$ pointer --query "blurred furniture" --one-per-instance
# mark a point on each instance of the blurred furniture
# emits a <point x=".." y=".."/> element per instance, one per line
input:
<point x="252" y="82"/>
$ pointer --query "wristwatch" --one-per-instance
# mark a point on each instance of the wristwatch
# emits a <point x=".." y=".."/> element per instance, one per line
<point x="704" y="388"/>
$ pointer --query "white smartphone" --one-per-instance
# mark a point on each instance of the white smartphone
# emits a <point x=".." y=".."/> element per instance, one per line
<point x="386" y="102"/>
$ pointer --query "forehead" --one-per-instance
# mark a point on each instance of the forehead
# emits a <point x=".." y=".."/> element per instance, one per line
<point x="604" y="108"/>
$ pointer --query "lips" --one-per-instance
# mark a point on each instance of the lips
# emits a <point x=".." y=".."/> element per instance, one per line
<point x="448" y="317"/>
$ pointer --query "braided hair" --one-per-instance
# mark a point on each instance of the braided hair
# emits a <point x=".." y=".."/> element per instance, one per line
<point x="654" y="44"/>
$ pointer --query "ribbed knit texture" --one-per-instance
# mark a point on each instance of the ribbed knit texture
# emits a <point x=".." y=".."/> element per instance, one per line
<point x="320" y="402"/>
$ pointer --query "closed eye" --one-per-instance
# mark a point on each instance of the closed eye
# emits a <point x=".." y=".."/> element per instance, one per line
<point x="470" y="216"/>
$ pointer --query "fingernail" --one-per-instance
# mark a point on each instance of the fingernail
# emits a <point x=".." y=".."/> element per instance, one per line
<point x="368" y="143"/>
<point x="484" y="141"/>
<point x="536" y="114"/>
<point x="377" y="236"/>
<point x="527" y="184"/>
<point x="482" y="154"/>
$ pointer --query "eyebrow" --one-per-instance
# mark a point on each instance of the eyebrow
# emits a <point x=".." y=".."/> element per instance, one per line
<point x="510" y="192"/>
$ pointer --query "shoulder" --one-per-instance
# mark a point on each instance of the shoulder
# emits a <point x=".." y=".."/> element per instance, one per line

- _AIM OF THE EXERCISE_: Extract every entry in the listing word for word.

- _FINISHED ANSWER_:
$ pointer --query "blurred furniture" --one-per-instance
# mark a point on each instance of the blurred furniture
# emits a <point x=".." y=".."/> element per instance, one per line
input:
<point x="252" y="82"/>
$ pointer --query "wristwatch" --one-per-instance
# mark a point on each instance of the wristwatch
# emits a <point x=".." y=".."/> element per instance, one per line
<point x="704" y="388"/>
$ pointer --query "white smartphone" --one-per-instance
# mark a point on each instance of the white smartphone
# emits a <point x=".." y=".."/> element per instance, one per line
<point x="386" y="102"/>
$ pointer --query "forehead" --one-per-instance
# mark a point on each instance of the forehead
# emits a <point x=".." y=".."/> element per instance, one per line
<point x="604" y="108"/>
$ pointer --query "lips" --one-per-instance
# mark a point on each instance of the lips
# emits a <point x=".." y=".."/> element per instance, one per line
<point x="448" y="317"/>
$ pointer --query "braided hair" --one-per-instance
# mark a point on each instance of the braided hair
# emits a <point x=".." y=".."/> element per instance, one per line
<point x="654" y="44"/>
$ pointer --query "ribbed knit texture" --one-per-instance
# mark a point on each instance of the ribbed knit texture
# emits a <point x=".." y=".."/> element per instance, one per line
<point x="320" y="402"/>
$ pointer --query "closed eye" --one-per-instance
# mark a point on each instance of the closed eye
# emits a <point x=".." y=".."/> element per instance, one per line
<point x="470" y="216"/>
$ pointer --query "fingernail" --one-per-instance
# mark a point on each instance of the fingernail
# emits a <point x=".." y=".."/> element per instance, one per line
<point x="368" y="143"/>
<point x="484" y="141"/>
<point x="536" y="114"/>
<point x="377" y="236"/>
<point x="527" y="184"/>
<point x="482" y="154"/>
$ pointer --query "eyebrow" --one-per-instance
# mark a point on each instance of the eyebrow
# emits a <point x=".." y=".."/> element per instance, one per line
<point x="510" y="192"/>
$ pointer --query "shoulder" --one-per-instance
# mark a point on each instance of the shoulder
# emits a <point x=".." y=".."/> element per instance, one per line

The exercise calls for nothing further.